### Work to complete
Name every person identified by name in the article about Nirmala Sitharaman as defence minister, in order of first appearance.

### Extract provided

>> START

Sitharaman can strengthen India’s military muscle

Published : Sep 29, 2017, 3:41 am IST
Updated : Sep 29, 2017, 3:41 am IST

The panel was appointed to recommend measures to enhance combat capability of the armed forces.

Union minister for defence, Nirmala Sitharaman with the Chief of Army Staff, Gen. Bipin Rawat and other officers after witnessing firing of ATAGS and MBT Arjun at Pokhran Field Firing Range, Rajasthan. (Photo: PTI)
 Union minister for defence, Nirmala Sitharaman with the Chief of Army Staff, Gen. Bipin Rawat and other officers after witnessing firing of ATAGS and MBT Arjun at Pokhran Field Firing Range, Rajasthan. (Photo: PTI)

In her first message after assuming charge as defence minister on September 7, 2107, Nirmala Sitharaman said, “My priority will definitely be the armed forces preparedness. It is important that the Indian armed forces receive the attention in terms of giving them every endowment and equipment necessary for them to perform their duty with the best of equipment available,” and added that she will also be pursuing alongside, “Make in India” and welfare of soldiers and their families.

Taking charge of the defence ministry from finance minister Arun Jaitley, who was holding additional charge of it since March 2017, she became the first full-time woman defence minister of the country. Her gender predecessor in the distant past was Indira Gandhi, who, as the Prime Minister held additional charge of the defence ministry.

Ms Sitharaman has taken charge shortly after Mr Jaitley’s announcement in August 2017 that the government has decided to implement 65 of the 99 recommendations of the Shekatkar Committee pertaining to the Army. The panel was appointed to recommend measures to enhance combat capability of the armed forces.

“I shall attend to all the long pending issues and in consultation and the Prime Minister and the Cabinet Committee on Security (CCS) ensure that those pending issues are resolved,” Ms Sitharaman stated. On India’s defence capabilities, she laid emphasis on having a major role for “Make in India” in defence production and said, “We shall ensure that the important characters of what makes ‘Make in India’ an important flagship programme of the Prime Minister is given full play for defence production because India, as you know, is a very big defence equipment procurer.”

On her other priority of armed forces families and their welfare, Ms Sitharaman said, “Let us not for a moment forget that it is in their welfare, in their families’ welfare that we can ensure that the soldiers at the very toughest borders, challenging zones in which they are protecting this country, remain absolutely assured that their interests are being taken care of.” Pledging to do her best to ensure that “defence and defence priorities are well attended to”, she added, “I shall be available round-the-clock.”

>> END

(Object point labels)
>> START

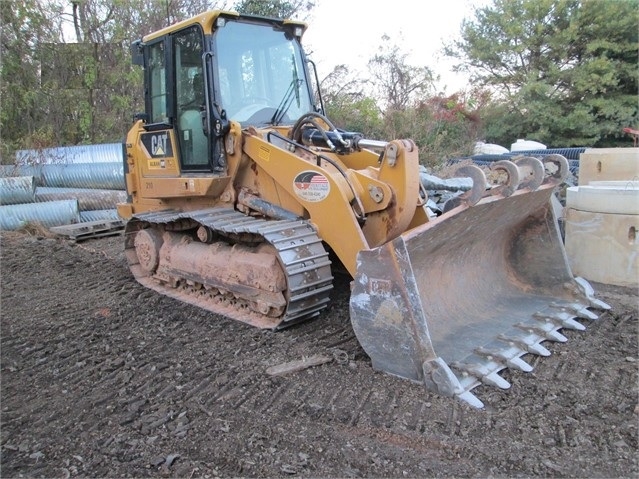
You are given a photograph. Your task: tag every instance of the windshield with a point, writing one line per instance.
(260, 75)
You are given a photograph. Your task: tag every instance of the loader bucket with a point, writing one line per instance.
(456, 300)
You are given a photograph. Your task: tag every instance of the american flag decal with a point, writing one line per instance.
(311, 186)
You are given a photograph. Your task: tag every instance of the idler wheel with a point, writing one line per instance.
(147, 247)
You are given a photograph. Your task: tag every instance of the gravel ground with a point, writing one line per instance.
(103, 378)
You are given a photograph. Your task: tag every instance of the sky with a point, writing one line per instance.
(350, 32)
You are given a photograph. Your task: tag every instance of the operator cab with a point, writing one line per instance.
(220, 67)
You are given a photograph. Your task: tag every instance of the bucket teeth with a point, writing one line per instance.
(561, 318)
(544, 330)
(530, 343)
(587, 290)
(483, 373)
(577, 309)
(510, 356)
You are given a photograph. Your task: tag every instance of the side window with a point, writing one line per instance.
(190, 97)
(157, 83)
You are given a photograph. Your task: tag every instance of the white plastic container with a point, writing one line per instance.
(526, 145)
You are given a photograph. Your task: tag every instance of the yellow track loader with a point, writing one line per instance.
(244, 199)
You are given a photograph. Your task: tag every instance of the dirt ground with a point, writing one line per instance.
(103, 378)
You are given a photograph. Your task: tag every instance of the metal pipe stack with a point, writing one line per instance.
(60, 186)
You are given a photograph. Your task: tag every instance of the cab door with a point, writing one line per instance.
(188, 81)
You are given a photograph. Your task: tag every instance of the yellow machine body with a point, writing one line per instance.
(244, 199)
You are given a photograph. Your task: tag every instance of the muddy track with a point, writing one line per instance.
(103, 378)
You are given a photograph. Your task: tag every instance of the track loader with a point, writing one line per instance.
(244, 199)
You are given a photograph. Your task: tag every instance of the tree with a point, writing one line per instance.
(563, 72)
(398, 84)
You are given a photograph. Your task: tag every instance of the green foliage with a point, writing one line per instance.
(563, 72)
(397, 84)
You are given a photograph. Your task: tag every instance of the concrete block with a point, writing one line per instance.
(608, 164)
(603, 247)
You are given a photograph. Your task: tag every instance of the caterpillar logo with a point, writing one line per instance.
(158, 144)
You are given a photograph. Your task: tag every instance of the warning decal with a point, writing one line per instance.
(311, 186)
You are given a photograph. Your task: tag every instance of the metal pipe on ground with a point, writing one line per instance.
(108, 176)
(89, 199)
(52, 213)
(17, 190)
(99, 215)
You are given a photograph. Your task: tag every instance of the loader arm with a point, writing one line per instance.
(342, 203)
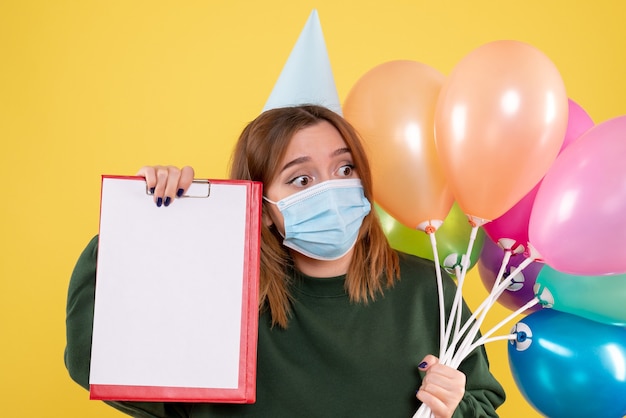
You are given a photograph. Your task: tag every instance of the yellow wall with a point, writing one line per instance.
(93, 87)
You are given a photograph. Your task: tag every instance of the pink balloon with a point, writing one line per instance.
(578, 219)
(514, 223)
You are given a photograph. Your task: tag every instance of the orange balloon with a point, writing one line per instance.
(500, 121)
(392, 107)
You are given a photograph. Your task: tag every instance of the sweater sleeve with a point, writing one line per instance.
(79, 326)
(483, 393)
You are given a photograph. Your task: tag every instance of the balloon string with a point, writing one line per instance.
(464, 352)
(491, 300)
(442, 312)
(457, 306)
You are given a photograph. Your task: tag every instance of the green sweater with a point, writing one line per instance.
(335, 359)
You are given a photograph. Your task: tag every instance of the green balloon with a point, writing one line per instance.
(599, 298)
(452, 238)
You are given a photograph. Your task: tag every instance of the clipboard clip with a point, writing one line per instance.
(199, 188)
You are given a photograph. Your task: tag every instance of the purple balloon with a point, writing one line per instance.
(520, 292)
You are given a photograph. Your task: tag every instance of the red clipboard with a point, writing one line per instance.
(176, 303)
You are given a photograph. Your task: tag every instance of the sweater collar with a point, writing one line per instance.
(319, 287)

>> END
>> START

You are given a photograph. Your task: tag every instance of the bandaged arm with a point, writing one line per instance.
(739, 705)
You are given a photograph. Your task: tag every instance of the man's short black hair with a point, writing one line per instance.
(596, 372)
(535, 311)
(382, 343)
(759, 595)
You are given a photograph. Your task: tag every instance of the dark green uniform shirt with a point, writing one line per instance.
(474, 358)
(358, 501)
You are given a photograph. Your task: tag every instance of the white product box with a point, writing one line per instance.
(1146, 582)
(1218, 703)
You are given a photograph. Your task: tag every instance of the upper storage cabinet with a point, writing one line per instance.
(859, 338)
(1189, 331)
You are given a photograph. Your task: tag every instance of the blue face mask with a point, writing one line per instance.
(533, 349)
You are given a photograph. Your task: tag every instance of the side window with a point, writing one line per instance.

>> END

### Reply
Nirmala Sitharaman, Bipin Rawat, Arun Jaitley, Indira Gandhi